_Work to be completed_: List every line below that contains the word "fender".

_Given information_:
---
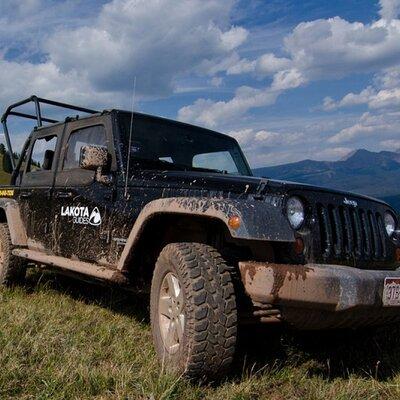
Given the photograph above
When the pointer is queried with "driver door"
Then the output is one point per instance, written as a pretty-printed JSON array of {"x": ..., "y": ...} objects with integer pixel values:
[{"x": 82, "y": 206}]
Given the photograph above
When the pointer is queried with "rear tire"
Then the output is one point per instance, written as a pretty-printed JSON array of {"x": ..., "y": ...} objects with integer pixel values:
[
  {"x": 193, "y": 311},
  {"x": 12, "y": 268}
]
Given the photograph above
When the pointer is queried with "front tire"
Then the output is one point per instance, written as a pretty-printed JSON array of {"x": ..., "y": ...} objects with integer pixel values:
[
  {"x": 193, "y": 311},
  {"x": 12, "y": 268}
]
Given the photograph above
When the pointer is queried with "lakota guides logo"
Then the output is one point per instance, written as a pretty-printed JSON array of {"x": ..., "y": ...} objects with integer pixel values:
[{"x": 81, "y": 215}]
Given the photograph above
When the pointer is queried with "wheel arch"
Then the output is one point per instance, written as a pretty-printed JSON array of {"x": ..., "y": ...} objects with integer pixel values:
[{"x": 259, "y": 221}]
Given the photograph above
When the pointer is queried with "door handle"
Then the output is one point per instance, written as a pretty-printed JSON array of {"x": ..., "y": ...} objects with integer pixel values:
[{"x": 64, "y": 195}]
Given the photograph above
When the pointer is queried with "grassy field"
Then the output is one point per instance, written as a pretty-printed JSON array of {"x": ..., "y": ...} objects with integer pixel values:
[{"x": 60, "y": 339}]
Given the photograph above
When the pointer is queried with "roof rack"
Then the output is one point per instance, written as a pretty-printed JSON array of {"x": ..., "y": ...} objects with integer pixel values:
[{"x": 37, "y": 116}]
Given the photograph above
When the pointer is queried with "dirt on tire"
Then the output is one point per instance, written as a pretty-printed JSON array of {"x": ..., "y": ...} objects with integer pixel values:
[
  {"x": 12, "y": 268},
  {"x": 210, "y": 331}
]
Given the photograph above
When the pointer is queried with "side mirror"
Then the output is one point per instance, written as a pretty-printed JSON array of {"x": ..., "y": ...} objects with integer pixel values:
[
  {"x": 94, "y": 158},
  {"x": 7, "y": 166}
]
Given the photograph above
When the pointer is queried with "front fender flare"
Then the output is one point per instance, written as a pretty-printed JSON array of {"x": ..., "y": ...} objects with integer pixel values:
[{"x": 260, "y": 220}]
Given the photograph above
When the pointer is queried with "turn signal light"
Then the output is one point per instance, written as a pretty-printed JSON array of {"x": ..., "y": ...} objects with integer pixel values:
[
  {"x": 299, "y": 246},
  {"x": 234, "y": 222}
]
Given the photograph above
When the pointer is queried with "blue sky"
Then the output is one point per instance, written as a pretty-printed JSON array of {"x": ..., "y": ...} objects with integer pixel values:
[{"x": 288, "y": 79}]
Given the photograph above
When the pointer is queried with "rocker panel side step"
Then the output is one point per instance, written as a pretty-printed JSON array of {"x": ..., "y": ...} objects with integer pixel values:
[{"x": 93, "y": 270}]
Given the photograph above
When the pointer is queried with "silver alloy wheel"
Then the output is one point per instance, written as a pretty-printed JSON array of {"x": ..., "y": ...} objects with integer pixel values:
[{"x": 170, "y": 312}]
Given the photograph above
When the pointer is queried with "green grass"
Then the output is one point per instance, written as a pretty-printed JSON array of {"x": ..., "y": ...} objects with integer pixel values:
[{"x": 60, "y": 339}]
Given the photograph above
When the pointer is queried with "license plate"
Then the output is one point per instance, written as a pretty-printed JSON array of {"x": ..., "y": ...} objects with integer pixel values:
[{"x": 391, "y": 292}]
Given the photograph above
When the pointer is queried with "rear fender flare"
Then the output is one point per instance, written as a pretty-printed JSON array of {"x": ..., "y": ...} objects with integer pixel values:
[
  {"x": 14, "y": 221},
  {"x": 260, "y": 220}
]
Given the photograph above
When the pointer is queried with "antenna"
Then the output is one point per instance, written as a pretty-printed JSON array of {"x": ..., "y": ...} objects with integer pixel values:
[{"x": 130, "y": 138}]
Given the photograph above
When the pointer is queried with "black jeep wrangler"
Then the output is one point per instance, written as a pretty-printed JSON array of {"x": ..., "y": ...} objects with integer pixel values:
[{"x": 149, "y": 203}]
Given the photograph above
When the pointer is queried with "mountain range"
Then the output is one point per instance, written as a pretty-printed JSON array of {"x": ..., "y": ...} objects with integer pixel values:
[{"x": 375, "y": 174}]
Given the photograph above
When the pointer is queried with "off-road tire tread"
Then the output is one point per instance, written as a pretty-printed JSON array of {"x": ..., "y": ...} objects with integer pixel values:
[
  {"x": 210, "y": 309},
  {"x": 13, "y": 270}
]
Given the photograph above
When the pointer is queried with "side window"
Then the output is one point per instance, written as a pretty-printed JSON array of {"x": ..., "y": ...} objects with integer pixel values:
[
  {"x": 93, "y": 135},
  {"x": 220, "y": 160},
  {"x": 42, "y": 154}
]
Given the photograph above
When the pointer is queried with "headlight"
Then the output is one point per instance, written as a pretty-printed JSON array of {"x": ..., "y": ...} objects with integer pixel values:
[
  {"x": 390, "y": 223},
  {"x": 295, "y": 212}
]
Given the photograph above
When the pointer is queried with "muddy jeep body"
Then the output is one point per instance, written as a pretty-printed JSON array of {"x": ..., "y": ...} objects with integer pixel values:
[{"x": 328, "y": 273}]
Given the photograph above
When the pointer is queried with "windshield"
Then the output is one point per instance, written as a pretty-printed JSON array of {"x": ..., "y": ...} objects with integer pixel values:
[{"x": 159, "y": 144}]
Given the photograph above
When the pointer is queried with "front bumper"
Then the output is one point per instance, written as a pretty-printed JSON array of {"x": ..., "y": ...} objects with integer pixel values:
[{"x": 317, "y": 296}]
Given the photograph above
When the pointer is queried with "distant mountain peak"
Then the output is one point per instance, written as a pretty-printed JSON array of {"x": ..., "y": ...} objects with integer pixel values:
[{"x": 353, "y": 153}]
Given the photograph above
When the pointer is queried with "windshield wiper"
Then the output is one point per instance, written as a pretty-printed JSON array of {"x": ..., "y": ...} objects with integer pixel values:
[{"x": 174, "y": 166}]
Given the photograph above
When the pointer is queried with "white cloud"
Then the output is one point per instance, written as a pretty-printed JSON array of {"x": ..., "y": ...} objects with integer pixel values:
[
  {"x": 155, "y": 40},
  {"x": 322, "y": 49},
  {"x": 385, "y": 93},
  {"x": 158, "y": 41},
  {"x": 265, "y": 65},
  {"x": 390, "y": 9},
  {"x": 391, "y": 144},
  {"x": 209, "y": 113}
]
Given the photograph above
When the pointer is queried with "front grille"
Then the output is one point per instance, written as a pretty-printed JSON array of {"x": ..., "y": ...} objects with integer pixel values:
[{"x": 349, "y": 233}]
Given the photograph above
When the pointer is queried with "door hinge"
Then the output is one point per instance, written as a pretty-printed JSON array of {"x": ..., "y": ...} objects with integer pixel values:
[{"x": 105, "y": 235}]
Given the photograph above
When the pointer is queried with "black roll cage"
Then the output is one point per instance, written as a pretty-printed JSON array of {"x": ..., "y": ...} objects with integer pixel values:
[{"x": 37, "y": 116}]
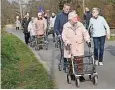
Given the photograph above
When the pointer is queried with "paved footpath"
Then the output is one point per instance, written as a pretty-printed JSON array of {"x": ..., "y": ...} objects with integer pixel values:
[{"x": 50, "y": 60}]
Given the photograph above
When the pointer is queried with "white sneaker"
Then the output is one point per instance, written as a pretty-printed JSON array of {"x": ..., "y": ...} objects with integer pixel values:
[
  {"x": 96, "y": 62},
  {"x": 100, "y": 63}
]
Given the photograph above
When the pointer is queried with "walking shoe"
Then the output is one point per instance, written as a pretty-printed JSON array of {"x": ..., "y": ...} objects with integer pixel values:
[
  {"x": 100, "y": 63},
  {"x": 96, "y": 62}
]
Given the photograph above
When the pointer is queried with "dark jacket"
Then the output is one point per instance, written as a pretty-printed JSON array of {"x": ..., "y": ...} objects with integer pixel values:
[
  {"x": 61, "y": 19},
  {"x": 25, "y": 23}
]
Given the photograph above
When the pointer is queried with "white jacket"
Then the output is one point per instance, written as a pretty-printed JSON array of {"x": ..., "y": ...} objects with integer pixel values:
[{"x": 31, "y": 28}]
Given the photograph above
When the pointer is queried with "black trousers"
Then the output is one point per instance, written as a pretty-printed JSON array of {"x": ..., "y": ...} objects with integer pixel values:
[{"x": 26, "y": 36}]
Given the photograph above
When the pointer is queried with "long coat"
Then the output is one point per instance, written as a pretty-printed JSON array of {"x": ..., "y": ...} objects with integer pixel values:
[
  {"x": 41, "y": 26},
  {"x": 74, "y": 36},
  {"x": 31, "y": 28},
  {"x": 25, "y": 23}
]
---
_Output of the exercise_:
When the pointer is queried with "front fender flare"
When the pointer is queried with "rear fender flare"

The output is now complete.